EXERCISE MATERIAL section start

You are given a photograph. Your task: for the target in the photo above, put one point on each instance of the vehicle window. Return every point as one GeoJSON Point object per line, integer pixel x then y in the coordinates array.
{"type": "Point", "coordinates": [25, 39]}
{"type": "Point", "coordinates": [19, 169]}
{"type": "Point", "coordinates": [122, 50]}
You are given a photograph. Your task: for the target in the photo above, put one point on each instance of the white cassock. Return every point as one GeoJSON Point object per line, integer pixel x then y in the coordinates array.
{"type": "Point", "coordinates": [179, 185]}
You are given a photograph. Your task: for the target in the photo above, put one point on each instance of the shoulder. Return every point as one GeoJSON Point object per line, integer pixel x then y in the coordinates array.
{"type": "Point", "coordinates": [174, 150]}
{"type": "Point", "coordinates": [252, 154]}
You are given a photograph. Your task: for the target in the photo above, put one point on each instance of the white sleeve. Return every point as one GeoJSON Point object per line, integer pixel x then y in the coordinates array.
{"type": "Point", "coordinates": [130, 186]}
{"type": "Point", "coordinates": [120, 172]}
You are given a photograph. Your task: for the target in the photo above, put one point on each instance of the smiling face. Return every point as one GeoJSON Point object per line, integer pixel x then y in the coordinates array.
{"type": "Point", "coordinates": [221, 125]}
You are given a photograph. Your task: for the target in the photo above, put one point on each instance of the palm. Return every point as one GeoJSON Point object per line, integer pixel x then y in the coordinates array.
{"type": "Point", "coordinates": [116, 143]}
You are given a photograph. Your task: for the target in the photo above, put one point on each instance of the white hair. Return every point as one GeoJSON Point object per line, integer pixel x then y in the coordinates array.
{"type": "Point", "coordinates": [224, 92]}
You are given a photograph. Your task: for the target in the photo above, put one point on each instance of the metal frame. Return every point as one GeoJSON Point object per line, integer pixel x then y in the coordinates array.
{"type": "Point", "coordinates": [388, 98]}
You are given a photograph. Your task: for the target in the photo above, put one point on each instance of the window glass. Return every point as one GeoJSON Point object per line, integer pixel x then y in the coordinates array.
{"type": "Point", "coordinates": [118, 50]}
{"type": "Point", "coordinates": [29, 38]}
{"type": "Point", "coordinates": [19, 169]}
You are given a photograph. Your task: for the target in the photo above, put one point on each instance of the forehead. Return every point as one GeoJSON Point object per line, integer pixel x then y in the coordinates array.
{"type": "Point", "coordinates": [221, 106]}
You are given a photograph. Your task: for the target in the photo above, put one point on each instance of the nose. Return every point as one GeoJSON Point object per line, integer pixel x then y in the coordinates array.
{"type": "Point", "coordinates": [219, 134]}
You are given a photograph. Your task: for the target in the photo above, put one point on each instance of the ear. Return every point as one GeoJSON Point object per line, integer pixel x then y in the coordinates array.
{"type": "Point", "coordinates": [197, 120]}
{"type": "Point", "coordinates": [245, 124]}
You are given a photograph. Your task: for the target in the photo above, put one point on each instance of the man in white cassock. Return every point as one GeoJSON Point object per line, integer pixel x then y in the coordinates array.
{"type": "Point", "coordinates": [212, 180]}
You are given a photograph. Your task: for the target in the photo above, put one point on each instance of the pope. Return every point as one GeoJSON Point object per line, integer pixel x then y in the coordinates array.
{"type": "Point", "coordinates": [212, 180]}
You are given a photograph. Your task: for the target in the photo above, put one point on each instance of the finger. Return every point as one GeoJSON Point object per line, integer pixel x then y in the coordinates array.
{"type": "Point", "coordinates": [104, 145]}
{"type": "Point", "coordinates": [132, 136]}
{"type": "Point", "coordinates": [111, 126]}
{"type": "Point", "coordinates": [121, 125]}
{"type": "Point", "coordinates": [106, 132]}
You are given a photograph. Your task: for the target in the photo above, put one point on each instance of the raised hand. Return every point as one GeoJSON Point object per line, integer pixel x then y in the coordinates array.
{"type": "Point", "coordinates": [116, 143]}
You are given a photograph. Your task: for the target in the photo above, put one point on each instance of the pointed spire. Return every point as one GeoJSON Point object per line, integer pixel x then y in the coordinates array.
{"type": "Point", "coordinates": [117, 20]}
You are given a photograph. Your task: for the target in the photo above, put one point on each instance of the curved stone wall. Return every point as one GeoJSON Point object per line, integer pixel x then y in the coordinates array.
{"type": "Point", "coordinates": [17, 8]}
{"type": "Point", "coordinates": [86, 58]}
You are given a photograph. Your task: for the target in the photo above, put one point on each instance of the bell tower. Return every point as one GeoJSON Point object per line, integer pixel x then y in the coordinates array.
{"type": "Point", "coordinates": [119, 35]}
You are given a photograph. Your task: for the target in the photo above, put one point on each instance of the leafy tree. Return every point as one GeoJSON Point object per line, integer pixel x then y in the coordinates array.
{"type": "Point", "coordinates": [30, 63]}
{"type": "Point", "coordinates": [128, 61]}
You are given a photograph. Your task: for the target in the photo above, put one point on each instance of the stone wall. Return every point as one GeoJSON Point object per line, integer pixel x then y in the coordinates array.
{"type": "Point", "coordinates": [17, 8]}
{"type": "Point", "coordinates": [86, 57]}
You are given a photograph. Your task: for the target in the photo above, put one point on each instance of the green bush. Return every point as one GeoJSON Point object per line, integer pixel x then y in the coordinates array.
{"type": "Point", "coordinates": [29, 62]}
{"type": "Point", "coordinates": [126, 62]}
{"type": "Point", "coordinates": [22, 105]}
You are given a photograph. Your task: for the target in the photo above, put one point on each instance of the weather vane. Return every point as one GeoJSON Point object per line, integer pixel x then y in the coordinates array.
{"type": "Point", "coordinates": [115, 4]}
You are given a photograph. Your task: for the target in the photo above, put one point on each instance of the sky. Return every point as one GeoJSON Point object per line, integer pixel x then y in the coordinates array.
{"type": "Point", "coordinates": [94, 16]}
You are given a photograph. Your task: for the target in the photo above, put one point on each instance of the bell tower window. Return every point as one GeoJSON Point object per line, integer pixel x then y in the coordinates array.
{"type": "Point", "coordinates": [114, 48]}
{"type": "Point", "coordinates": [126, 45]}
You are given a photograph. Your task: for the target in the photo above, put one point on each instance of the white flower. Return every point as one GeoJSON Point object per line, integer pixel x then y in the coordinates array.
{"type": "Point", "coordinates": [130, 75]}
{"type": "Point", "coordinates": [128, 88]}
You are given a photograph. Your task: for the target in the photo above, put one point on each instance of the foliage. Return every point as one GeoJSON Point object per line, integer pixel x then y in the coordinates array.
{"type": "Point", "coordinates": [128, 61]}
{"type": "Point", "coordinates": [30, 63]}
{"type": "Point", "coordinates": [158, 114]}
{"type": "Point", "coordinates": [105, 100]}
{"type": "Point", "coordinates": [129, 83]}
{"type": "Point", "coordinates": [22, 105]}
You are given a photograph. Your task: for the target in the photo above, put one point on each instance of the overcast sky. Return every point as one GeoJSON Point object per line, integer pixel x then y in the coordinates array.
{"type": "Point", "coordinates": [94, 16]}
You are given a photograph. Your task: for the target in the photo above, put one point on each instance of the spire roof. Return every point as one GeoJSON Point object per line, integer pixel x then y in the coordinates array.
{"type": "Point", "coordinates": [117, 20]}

EXERCISE MATERIAL section end

The data above should be copied exactly, with no line omitted.

**EXERCISE RESPONSE**
You are given a photograph. Your task: for the target in the photo above, put one point on each instance of the vehicle window. Return every point as one GeoJSON Point object per line, integer pixel x then y in the coordinates array.
{"type": "Point", "coordinates": [25, 39]}
{"type": "Point", "coordinates": [19, 169]}
{"type": "Point", "coordinates": [122, 50]}
You are given a photograph. Your task: for the target in the photo above, put one point on each instance of the white cassock. Return every point as one GeoJSON Point object per line, integer pixel x then y in the coordinates array.
{"type": "Point", "coordinates": [179, 185]}
You are given a photograph. Your task: for the target in the photo above, put one point on each instance of the shoulder. Return every point as one GeoJSON Point object per line, integer pixel x then y in the coordinates array.
{"type": "Point", "coordinates": [174, 150]}
{"type": "Point", "coordinates": [252, 154]}
You are given a photograph. Your task: for the target in the photo above, put one point on each instance of the white sleeve. Return every point as one GeoJSON Point object per line, integer pixel x then y in the coordinates array.
{"type": "Point", "coordinates": [130, 186]}
{"type": "Point", "coordinates": [120, 172]}
You are given a photograph. Your task: for the target in the photo above, put one point on each instance of the smiling face. Return every point as one GeoJSON Point object per line, integer pixel x then y in the coordinates array.
{"type": "Point", "coordinates": [221, 125]}
You are given a photograph. Your task: for the target in the photo above, put one point on each instance of the palm. Return every point as one GeoJSON Point object per line, integer pixel x then y in the coordinates array.
{"type": "Point", "coordinates": [116, 143]}
You are given a photograph. Your task: for the target in the photo above, put one point on each instance of the white hair. Return every point as one GeoJSON Point object per line, integer pixel x then y in the coordinates array.
{"type": "Point", "coordinates": [224, 92]}
You are given a photograph. Your task: for the target in the photo above, put one point on each instance of the metal frame. Return every point as one GeoJSON Point object per line, integer pixel x then y in the coordinates array.
{"type": "Point", "coordinates": [388, 98]}
You are given a photograph. Your task: for the target in the photo above, put one point on each instance of the window glass. Return every point as one GeoJSON Point object per line, integer pixel x then y in the coordinates array.
{"type": "Point", "coordinates": [118, 50]}
{"type": "Point", "coordinates": [29, 38]}
{"type": "Point", "coordinates": [19, 169]}
You are given a photograph. Your task: for the target in the photo above, put one point on each instance of the forehead. Return every point as one GeoJSON Point object per line, integer pixel x then y in the coordinates array.
{"type": "Point", "coordinates": [221, 106]}
You are given a photograph. Your task: for the target in the photo above, put one point on each instance of the nose. Return every point as one GeoJSON Point object per line, integer pixel x then y in the coordinates array.
{"type": "Point", "coordinates": [219, 134]}
You are given a photograph. Your task: for the target in the photo above, put one point on each instance of the ear. Return every point as one GeoJSON Point object per line, integer pixel x then y in the coordinates array.
{"type": "Point", "coordinates": [197, 120]}
{"type": "Point", "coordinates": [245, 124]}
You are given a photograph. Your task: for the target in the photo above, put one point on each instance of the man in white cassock. Return every point as one GeoJSON Point object per line, integer pixel x then y in the coordinates array.
{"type": "Point", "coordinates": [212, 180]}
You are given a photograph. Your task: for the target in the photo above, put one point on each instance of the pope. Return every point as one GeoJSON Point object per line, integer pixel x then y in the coordinates array.
{"type": "Point", "coordinates": [212, 180]}
You are given a photograph. Your task: for the target in the photo above, put one point on each instance of the finger. Return every point as one GeoJSON Point object per line, integer pixel x then y in the coordinates array.
{"type": "Point", "coordinates": [104, 145]}
{"type": "Point", "coordinates": [132, 136]}
{"type": "Point", "coordinates": [111, 126]}
{"type": "Point", "coordinates": [121, 125]}
{"type": "Point", "coordinates": [106, 132]}
You are given a photograph. Your task: for the target in the photo above, put one point on each instance of the raised hand. Return every point as one GeoJSON Point object per line, integer pixel x then y in the coordinates array.
{"type": "Point", "coordinates": [116, 143]}
You are given a photograph. Your task: for the target in the photo above, put one point on each instance of the pointed spire. Return every point as one GeoJSON Point object per line, integer pixel x then y in the coordinates array.
{"type": "Point", "coordinates": [117, 20]}
You are given a photograph. Your task: for the target in the photo above, put one point on each instance of the curved stone wall. Return every point as one GeoJSON Point object per line, integer pixel x then y in the coordinates array.
{"type": "Point", "coordinates": [17, 8]}
{"type": "Point", "coordinates": [86, 58]}
You are given a photograph. Your task: for the target in the photo above, put one point on each instance of the bell tower. Return every point as one GeoJSON Point object per line, integer pixel x then y in the coordinates array.
{"type": "Point", "coordinates": [119, 35]}
You are given a photograph. Your task: for the target in the photo above, put one point on each instance of the leafy tree. Return every point as one GeoJSON Point object per line, integer pixel x then y in the coordinates array.
{"type": "Point", "coordinates": [30, 63]}
{"type": "Point", "coordinates": [128, 61]}
You are given a photograph. Your task: for the target in the photo above, put one point on each instance of the stone wall. Return every point as one GeoJSON Point object per line, integer pixel x then y in the coordinates array.
{"type": "Point", "coordinates": [17, 8]}
{"type": "Point", "coordinates": [86, 57]}
You are given a photograph. Your task: for the target in the photo above, put one point on each instance of the green bush. Return every point as one GeoJSON Point object per line, integer pixel x then y in the coordinates array.
{"type": "Point", "coordinates": [29, 62]}
{"type": "Point", "coordinates": [126, 62]}
{"type": "Point", "coordinates": [22, 105]}
You are given a photograph. Your task: for the target in the photo above, put one point on each instance of the weather vane. Return every point as one GeoJSON Point object per line, integer pixel x then y in the coordinates array.
{"type": "Point", "coordinates": [115, 4]}
You are given a photograph. Your task: for the target in the photo above, put one point on each instance of the sky. Return every point as one GeoJSON Point object per line, integer pixel x then y in the coordinates array.
{"type": "Point", "coordinates": [94, 16]}
You are given a photograph. Your task: for the target in the photo above, put one point on each instance of the bell tower window. Return every point as one GeoJSON Point object per line, integer pixel x then y in the coordinates array.
{"type": "Point", "coordinates": [114, 48]}
{"type": "Point", "coordinates": [126, 45]}
You are given a photograph. Your task: for the target in the photo above, put one point on each instance of the white flower. Return every point as one GeoJSON Point object per line, integer pixel x then y in the coordinates array.
{"type": "Point", "coordinates": [130, 75]}
{"type": "Point", "coordinates": [128, 88]}
You are given a photograph. Your task: for the target in the photo above, put one point on each instance of the foliage. Return every point as one GeoJSON Point object per line, integer pixel x then y in the coordinates array.
{"type": "Point", "coordinates": [128, 61]}
{"type": "Point", "coordinates": [30, 63]}
{"type": "Point", "coordinates": [158, 114]}
{"type": "Point", "coordinates": [105, 100]}
{"type": "Point", "coordinates": [129, 83]}
{"type": "Point", "coordinates": [22, 105]}
You are given a photograph. Your task: for the target in the photo above, put one point on each instance of the overcast sky. Return every point as one GeoJSON Point object per line, integer pixel x then y in the coordinates array.
{"type": "Point", "coordinates": [94, 16]}
You are given a photograph. Your task: for the target in the photo above, put one point on each instance of the spire roof. Return every point as one GeoJSON Point object per line, integer pixel x then y in the coordinates array.
{"type": "Point", "coordinates": [117, 20]}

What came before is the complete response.